Things to do ->
A: In the post about the delayed move below, what date did the couple choose as the day they wanted to leave?
B: Rewrite the paragraph of the post about the delayed move that begins "Naturally, these orders were sent" as a brief bulleted list, keeping its main facts.
C: Repeat word for word the part of the post about the delayed move that opens with the words containing "The short answer" and closes with "the question. Waaaaaa!)".

Study text ->
-----
The short answer why our move will probably be pushed back more than three weeks is this:
It is literally easier to just accept a mistake than to fix it.
Yeah.
So, the more complicated answer is probably not all that interesting to most people. And to be honest, I’m not entirely sure I fully understand it myself. With those disclaimers out of the way, here we go.
Basically, Chris’ initial offer letter listed Sept. 1 as his proposed start date. Everyone we know who has been through this process or knows about it basically laughed and said those dates are always crazy unrealistic, and not worry about it. Sure enough, we were later asked to put on a form the day we “want” to leave.
(Side note: January 2017 — my dream date so that we could still go to a friend’s wedding in Mexico in December — was apparently out of the question. Waaaaaa!)
So, we chose Oct. 1. Filled out a bunch of forms, then patiently waited for Chris’ orders to come so that we could start submitting the most important things, the official passports and the visas. And then the orders arrived. YAY!
Until we looked carefully and noticed:
1) Chris inexplicably had the wrong job title listed. (Like, way off)
2) Our start date was listed as more than three weeks later that we requested
Naturally, these orders were sent at the end of the (Italian) business day on a Friday. Ok, we think, we’ll get them to fix it Monday so we can get our next document in. Just kidding, Monday is a holiday in Italy. Tuesday, then? Haha, it is August in Italy. Everyone is on vacation for the rest of the month. Ok, how about one of the Americans working there help us? Bahahahahahaha.
-----
Data listing ->
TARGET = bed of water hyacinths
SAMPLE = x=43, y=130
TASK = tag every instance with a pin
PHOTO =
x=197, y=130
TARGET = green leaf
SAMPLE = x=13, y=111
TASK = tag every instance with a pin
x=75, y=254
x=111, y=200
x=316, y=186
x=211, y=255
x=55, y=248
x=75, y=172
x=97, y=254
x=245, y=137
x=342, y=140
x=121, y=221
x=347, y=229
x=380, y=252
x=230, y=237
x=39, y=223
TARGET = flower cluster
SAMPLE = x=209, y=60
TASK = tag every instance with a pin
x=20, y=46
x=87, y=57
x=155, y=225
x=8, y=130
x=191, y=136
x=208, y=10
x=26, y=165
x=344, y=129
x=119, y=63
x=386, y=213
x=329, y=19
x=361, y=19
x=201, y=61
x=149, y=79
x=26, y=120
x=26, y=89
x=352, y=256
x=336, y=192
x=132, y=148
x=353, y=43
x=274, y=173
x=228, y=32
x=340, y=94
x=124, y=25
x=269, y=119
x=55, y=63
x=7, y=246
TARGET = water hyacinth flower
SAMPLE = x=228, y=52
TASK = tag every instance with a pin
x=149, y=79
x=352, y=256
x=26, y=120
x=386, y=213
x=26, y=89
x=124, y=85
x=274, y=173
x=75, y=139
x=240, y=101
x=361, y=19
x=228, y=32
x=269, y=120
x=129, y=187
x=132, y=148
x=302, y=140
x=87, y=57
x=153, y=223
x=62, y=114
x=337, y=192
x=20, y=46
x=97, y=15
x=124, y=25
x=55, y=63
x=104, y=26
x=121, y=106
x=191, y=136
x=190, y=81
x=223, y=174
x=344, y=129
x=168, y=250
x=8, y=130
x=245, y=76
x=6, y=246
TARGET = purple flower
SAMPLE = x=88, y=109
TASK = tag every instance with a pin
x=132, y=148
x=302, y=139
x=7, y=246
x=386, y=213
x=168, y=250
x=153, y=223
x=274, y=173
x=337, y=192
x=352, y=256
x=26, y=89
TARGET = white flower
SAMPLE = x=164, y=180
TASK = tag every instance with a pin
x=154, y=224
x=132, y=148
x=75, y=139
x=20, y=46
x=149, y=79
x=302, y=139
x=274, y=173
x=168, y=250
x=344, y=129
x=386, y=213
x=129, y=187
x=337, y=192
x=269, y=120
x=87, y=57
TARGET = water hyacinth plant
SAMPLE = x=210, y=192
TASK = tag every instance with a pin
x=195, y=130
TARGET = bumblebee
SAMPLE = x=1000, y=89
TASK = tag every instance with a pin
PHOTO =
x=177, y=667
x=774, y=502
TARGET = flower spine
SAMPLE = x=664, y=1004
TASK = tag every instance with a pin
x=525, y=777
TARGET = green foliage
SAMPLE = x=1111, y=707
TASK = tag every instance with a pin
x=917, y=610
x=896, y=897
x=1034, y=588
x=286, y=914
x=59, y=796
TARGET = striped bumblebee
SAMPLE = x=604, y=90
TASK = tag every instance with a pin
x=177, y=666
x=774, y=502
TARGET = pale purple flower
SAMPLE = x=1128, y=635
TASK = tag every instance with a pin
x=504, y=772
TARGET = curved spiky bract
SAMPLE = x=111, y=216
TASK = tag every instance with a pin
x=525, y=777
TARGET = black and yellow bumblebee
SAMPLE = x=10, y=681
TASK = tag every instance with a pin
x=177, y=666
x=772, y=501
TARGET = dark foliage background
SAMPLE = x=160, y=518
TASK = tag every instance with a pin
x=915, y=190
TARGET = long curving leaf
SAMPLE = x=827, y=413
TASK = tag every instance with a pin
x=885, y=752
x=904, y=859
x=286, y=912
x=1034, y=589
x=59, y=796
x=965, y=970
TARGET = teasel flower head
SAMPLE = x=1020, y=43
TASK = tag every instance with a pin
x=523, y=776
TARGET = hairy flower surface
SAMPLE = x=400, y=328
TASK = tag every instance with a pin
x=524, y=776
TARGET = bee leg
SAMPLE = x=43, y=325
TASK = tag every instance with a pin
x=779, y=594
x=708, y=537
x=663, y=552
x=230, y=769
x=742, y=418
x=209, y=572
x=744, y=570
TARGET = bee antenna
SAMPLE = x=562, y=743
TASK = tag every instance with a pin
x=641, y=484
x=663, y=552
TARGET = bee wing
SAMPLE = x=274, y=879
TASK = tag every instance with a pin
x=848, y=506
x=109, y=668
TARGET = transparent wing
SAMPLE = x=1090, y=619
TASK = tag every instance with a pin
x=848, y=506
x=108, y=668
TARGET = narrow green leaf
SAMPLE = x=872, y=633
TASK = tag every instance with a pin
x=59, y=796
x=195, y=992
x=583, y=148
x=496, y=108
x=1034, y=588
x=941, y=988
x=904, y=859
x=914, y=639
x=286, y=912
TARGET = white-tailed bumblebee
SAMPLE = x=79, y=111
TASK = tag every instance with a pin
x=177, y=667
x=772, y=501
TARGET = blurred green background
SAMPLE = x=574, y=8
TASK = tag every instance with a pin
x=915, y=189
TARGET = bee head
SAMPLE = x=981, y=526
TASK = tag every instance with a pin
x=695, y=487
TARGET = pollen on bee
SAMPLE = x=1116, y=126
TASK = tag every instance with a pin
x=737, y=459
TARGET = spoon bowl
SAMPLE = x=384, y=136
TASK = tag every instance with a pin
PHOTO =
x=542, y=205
-----
Answers for the tasks ->
A: Oct. 1.

B:
- The orders were sent at the end of the Italian business day on a Friday.
- The plan to get them fixed on Monday fell through because Monday is a holiday in Italy.
- Tuesday was no better: it is August in Italy, and everyone is on vacation for the rest of the month.
- The idea of getting help from one of the Americans working there is laughed off.

C:
The short answer why our move will probably be pushed back more than three weeks is this:
It is literally easier to just accept a mistake than to fix it.
Yeah.
So, the more complicated answer is probably not all that interesting to most people. And to be honest, I’m not entirely sure I fully understand it myself. With those disclaimers out of the way, here we go.
Basically, Chris’ initial offer letter listed Sept. 1 as his proposed start date. Everyone we know who has been through this process or knows about it basically laughed and said those dates are always crazy unrealistic, and not worry about it. Sure enough, we were later asked to put on a form the day we “want” to leave.
(Side note: January 2017 — my dream date so that we could still go to a friend’s wedding in Mexico in December — was apparently out of the question. Waaaaaa!)